Passage shown:
++++++
Improving Adaptive Cruise Control via Curriculum and Anti-Curriculum Reinforcement Learning

Completed:

April 30, 2025.

Check out the official PDF for Improving Adaptive Cruise Control via Curriculum and Anti-Curriculum Reinforcement Learning

▱▰▱ Abstract: ▰▱▰

This project applies curriculum learning and anti-curriculum learning to a reinforcement learning-based Adaptive Cruise Control (ACC) environment. The agent learns to maintain safe following distance behind a lead vehicle while minimizing jerk and speed error. Difficulty levels are introduced by generating lead vehicle profiles with increasing variability and aggression in acceleration patterns.

Curriculum learning trains the agent starting from easy profiles progressing to difficult, while anti-curriculum does the opposite. A baseline model is also trained solely on the hardest profile. Evaluation is performed on a 3600-step episode containing all three difficulty levels sequentially.
++++++
Data:

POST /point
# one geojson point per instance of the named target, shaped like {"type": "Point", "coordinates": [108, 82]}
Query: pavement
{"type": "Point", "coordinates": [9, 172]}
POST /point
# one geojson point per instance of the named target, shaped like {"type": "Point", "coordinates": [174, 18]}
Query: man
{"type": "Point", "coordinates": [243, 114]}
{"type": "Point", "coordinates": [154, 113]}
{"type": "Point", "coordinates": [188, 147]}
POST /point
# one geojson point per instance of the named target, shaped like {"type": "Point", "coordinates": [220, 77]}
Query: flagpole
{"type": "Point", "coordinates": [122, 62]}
++++++
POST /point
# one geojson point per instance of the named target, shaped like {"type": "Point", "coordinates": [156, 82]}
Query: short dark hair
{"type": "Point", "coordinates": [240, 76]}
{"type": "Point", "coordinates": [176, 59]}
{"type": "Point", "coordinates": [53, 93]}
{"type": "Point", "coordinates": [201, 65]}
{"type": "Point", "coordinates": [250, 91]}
++++++
Task instructions:
a – According to the adaptive cruise control project summary, how are the training difficulty levels produced, and how do curriculum and anti-curriculum learning order them? Answer in one to three sentences.
b – Continue the adaptive cruise control project summary, starting after its final sentence.

Exercise responses:
a – The difficulty levels come from lead vehicle profiles whose acceleration patterns vary more and grow more aggressive at each level. Curriculum learning trains the agent on easy profiles first and moves toward difficult ones, while anti-curriculum learning runs in the opposite order.

b –
▱▰▱ Methodology: ▰▱▰

The agent uses a Soft Actor-Critic (SAC) algorithm with a continuous action space. Curriculum stages are defined by generating synthetic lead vehicle velocity sequences of varying difficulty:

1. Easy: low acceleration variance, smooth deceleration
2. Medium: moderate acceleration and occasional abrupt stops
3. Difficult: high variance, aggressive acceleration/deceleration

During training, curriculum and anti-curriculum variants stage the environments differently while keeping hyperparameters consistent. All agents are tested on a held-out evaluation track consisting of 1200 steps from each difficulty class.

▱▰▱ Results: ▰▱▰

Curriculum learning achieved the best overall performance in average reward, distance error, and time spent in the safety zone. Anti-curriculum learning performed moderately well but struggled in difficult sections. The baseline model underperformed, showing the benefit of incremental exposure to harder environments.

▱▰▱ Discussion: ▰▱▰

Curriculum learning enabled smoother policy formation, while anti-curriculum often forced premature convergence due to exposure to high-variance states too early. All agents showed difficulty in jerk minimization on difficult profiles, suggesting reward shaping improvements.

▱▰▱ Future Work: ▰▱▰

Future improvements include experimenting with PPO or TD3 algorithms, redesigning the reward function to better penalize jerk, and introducing real-world driving profiles for robustness testing.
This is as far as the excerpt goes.